Data under study:
Start of Block

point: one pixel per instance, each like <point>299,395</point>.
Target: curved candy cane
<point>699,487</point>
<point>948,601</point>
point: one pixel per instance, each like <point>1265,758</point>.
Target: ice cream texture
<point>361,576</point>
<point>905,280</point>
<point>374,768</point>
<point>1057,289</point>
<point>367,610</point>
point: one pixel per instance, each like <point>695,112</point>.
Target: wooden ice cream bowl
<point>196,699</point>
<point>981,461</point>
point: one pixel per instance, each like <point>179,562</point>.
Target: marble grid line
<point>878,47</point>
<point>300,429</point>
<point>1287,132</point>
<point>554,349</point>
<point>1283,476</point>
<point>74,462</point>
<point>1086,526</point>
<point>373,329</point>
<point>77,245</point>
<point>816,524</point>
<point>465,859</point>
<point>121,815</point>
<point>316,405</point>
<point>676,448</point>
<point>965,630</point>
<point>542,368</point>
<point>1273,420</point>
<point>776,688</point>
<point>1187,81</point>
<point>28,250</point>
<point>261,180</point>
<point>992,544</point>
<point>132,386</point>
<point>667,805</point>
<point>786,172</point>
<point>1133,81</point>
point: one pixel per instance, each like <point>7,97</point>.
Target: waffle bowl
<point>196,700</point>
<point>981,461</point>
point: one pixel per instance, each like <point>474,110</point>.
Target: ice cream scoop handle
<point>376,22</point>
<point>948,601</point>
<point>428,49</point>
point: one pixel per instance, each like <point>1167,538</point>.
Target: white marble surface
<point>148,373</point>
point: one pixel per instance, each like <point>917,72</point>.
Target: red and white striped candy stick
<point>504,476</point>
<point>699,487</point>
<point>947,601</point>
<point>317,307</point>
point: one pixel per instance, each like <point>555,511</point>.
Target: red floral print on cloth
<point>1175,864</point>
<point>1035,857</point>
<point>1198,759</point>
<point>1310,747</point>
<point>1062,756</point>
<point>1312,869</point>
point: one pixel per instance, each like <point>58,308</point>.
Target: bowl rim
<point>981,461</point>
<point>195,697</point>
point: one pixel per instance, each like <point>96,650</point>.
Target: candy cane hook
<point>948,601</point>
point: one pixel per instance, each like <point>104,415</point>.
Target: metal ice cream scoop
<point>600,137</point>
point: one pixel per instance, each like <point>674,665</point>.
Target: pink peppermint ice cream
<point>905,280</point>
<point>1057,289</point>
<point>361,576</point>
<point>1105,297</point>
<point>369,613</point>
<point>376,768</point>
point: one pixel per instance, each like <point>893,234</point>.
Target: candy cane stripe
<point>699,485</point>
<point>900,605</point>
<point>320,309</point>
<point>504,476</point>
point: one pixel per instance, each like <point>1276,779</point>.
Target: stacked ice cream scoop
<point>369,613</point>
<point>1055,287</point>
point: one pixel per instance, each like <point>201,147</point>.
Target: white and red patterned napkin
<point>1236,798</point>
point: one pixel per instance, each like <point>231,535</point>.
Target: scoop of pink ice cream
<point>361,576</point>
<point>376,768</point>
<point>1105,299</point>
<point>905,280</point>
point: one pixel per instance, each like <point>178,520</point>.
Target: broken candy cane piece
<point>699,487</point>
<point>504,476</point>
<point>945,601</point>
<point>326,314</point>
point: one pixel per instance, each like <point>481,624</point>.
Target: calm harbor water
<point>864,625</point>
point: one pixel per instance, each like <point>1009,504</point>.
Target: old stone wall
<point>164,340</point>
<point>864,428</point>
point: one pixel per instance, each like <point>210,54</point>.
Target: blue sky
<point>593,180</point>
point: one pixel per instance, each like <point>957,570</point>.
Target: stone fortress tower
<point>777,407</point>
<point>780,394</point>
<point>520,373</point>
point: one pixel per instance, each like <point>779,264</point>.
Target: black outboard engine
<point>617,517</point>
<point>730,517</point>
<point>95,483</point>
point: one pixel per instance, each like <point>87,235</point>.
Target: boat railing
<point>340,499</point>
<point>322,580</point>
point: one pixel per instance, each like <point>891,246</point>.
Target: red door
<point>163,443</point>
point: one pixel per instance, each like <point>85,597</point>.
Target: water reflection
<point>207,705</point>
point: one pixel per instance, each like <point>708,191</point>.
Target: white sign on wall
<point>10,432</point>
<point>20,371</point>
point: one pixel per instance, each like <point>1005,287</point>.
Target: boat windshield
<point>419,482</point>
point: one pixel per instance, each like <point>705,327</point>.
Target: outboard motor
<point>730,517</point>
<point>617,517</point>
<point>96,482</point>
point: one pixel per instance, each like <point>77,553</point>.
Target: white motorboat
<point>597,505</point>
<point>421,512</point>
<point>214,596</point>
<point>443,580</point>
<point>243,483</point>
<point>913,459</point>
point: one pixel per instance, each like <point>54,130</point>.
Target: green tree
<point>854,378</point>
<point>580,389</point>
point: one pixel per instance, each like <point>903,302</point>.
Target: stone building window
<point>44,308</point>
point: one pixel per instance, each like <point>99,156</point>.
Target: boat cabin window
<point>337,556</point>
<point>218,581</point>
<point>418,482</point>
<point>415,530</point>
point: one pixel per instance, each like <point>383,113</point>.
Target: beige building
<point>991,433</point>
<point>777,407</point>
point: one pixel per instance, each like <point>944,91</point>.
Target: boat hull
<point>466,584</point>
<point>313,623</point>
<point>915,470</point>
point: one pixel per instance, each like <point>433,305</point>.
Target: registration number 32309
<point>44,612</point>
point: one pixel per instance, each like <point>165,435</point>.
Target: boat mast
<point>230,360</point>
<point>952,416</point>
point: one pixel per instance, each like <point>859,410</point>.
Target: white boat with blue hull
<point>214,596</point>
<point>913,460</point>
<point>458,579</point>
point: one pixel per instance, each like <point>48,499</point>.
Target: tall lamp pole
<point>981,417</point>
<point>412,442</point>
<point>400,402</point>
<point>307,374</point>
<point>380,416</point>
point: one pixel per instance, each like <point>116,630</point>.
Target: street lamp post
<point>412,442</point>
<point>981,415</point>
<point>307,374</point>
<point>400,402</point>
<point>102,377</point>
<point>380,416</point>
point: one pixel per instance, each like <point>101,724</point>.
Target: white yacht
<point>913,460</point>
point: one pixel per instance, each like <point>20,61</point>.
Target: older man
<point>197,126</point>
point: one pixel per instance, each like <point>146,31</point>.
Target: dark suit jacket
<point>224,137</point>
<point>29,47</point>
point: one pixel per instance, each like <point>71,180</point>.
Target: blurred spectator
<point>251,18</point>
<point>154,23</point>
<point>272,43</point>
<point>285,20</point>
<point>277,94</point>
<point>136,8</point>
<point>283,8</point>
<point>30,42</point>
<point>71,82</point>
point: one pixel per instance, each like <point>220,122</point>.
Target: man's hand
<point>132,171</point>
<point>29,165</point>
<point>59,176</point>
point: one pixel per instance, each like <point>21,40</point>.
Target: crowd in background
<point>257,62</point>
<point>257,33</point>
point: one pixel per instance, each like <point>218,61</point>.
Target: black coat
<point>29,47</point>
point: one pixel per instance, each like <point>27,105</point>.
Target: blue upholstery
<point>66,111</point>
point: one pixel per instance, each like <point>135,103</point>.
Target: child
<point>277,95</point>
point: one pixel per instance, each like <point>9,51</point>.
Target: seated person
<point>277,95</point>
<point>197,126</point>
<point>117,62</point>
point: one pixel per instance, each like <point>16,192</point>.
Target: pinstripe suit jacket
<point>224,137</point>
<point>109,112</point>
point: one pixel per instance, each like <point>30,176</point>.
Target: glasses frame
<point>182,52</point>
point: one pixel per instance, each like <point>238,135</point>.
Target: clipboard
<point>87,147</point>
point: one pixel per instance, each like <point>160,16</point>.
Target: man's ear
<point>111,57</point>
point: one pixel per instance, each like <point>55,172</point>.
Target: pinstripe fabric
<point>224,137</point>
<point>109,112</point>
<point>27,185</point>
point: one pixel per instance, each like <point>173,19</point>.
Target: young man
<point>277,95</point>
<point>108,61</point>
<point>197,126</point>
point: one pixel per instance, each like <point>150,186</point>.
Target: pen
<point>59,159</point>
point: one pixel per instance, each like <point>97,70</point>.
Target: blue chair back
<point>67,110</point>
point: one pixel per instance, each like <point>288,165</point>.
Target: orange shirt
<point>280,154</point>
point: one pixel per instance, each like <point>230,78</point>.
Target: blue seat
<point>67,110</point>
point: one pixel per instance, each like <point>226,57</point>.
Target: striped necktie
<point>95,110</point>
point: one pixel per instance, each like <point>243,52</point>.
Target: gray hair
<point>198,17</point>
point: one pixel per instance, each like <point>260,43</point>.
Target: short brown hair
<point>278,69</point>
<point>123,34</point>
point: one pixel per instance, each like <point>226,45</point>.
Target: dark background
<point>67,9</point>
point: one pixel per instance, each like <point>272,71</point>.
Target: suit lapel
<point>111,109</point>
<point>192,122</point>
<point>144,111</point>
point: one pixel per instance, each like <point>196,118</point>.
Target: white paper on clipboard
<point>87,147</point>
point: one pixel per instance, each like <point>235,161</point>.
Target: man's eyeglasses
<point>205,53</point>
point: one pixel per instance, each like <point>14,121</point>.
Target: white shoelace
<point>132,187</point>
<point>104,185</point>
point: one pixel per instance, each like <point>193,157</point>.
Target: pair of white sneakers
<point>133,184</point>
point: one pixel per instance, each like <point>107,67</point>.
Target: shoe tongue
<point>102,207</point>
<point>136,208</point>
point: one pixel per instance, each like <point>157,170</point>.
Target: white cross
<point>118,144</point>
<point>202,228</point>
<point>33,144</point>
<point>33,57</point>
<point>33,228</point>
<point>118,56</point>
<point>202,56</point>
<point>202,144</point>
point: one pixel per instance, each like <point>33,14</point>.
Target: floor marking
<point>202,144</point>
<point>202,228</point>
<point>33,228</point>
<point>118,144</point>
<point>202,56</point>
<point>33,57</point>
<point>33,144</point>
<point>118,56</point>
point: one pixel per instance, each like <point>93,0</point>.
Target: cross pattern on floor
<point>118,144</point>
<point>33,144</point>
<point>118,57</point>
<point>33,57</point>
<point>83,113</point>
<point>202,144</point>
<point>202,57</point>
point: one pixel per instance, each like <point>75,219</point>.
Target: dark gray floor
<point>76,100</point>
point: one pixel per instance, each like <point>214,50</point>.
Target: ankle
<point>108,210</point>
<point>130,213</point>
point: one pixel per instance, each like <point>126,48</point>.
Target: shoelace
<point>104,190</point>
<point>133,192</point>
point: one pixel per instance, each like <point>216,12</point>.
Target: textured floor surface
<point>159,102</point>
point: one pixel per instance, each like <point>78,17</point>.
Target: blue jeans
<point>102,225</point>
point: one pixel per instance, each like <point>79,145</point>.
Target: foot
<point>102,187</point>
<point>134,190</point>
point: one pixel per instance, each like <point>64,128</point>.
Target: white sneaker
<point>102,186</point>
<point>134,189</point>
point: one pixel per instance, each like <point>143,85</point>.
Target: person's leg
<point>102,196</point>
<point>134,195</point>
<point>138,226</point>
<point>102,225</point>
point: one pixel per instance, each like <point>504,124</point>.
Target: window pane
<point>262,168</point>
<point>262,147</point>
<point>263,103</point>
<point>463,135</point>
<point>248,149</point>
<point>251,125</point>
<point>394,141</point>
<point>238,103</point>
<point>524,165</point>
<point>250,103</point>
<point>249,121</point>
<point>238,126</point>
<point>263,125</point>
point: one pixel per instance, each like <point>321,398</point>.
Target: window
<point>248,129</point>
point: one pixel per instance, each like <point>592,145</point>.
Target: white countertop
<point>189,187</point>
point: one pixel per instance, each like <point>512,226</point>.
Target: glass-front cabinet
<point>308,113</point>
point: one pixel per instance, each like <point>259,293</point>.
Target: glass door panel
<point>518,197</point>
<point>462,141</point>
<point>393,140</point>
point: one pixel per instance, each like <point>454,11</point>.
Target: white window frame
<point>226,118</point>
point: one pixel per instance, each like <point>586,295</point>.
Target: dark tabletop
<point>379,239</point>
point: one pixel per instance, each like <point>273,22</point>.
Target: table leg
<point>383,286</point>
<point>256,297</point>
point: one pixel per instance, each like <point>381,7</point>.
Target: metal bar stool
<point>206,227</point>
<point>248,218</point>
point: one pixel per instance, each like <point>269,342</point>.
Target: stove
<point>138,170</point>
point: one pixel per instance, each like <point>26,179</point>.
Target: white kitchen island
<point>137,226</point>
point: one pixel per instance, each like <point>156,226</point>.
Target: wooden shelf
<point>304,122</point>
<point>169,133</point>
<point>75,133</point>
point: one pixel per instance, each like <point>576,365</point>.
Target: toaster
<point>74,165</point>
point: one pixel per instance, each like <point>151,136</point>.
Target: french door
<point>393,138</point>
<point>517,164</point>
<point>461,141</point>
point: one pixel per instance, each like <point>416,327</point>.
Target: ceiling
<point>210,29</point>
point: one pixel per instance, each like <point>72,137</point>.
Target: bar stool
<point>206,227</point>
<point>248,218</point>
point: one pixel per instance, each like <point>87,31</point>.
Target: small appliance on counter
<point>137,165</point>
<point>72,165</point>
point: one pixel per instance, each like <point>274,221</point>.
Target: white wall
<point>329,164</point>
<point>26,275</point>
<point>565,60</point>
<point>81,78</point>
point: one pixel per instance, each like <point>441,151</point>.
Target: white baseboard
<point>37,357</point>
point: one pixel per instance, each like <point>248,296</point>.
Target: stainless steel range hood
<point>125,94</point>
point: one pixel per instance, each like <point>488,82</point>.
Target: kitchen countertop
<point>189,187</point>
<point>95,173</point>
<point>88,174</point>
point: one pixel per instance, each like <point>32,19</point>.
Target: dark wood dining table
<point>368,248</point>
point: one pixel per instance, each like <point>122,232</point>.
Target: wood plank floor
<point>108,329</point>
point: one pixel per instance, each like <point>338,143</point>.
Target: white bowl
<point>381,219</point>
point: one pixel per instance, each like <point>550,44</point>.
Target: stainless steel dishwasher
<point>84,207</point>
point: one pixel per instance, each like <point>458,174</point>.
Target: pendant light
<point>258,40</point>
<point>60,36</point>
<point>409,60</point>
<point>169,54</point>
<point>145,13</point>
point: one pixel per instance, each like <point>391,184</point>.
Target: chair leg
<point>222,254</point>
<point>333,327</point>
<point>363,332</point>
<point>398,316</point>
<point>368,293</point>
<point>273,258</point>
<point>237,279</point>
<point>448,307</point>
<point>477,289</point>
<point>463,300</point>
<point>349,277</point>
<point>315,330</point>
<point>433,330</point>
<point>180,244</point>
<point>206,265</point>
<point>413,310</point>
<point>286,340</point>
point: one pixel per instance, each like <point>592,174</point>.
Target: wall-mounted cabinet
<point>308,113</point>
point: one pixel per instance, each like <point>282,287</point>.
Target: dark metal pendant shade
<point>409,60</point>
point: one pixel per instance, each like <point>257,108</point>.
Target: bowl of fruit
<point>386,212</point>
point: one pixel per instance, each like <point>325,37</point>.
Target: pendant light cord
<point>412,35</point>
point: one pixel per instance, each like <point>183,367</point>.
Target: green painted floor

End of Block

Task description: In the answer, the lines from the first line of the data above through the line containing "each like <point>1265,758</point>." must appear exactly as written, with nothing else.

Answer section:
point: one pixel per instance, each like <point>299,395</point>.
Target: curved candy cane
<point>699,487</point>
<point>948,601</point>
point: one pixel per instance, each like <point>1265,758</point>.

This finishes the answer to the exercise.